(Work request)
Taking the data below line by line, count those that include the word "water" and report the number alone.

(Data)
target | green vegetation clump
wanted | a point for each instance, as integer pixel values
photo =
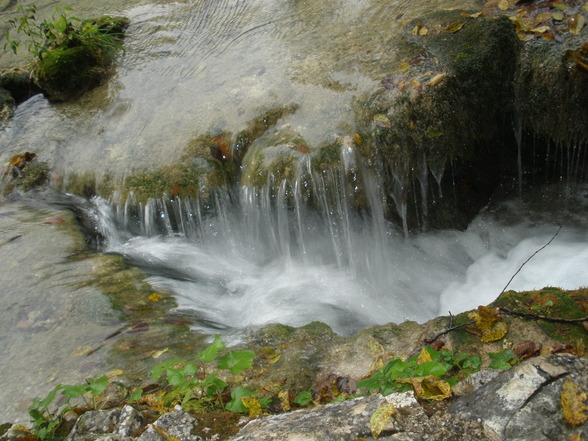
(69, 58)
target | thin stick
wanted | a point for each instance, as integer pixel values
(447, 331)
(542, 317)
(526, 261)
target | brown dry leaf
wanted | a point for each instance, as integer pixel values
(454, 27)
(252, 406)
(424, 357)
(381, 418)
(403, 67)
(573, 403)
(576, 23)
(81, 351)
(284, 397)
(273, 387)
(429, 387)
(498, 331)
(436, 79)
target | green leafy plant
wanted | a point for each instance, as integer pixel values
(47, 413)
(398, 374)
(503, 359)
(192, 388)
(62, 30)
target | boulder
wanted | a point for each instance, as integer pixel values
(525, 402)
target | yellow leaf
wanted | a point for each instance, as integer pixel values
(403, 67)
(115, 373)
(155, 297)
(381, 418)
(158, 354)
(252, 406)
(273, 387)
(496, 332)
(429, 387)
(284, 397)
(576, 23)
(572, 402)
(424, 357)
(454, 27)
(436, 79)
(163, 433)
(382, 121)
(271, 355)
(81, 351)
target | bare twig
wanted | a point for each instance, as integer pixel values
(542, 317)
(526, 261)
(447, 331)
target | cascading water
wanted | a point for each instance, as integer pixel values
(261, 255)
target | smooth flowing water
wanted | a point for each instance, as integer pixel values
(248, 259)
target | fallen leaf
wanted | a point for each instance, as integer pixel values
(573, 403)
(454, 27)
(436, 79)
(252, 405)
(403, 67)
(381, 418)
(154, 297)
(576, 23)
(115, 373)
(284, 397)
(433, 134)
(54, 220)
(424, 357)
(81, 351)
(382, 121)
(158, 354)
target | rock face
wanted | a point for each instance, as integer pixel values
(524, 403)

==

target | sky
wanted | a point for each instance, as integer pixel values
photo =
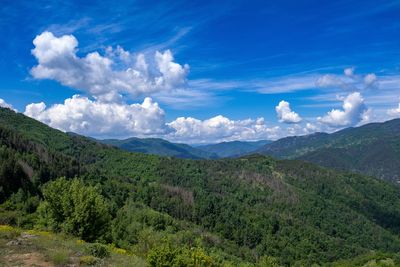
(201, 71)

(Answer to this exercise)
2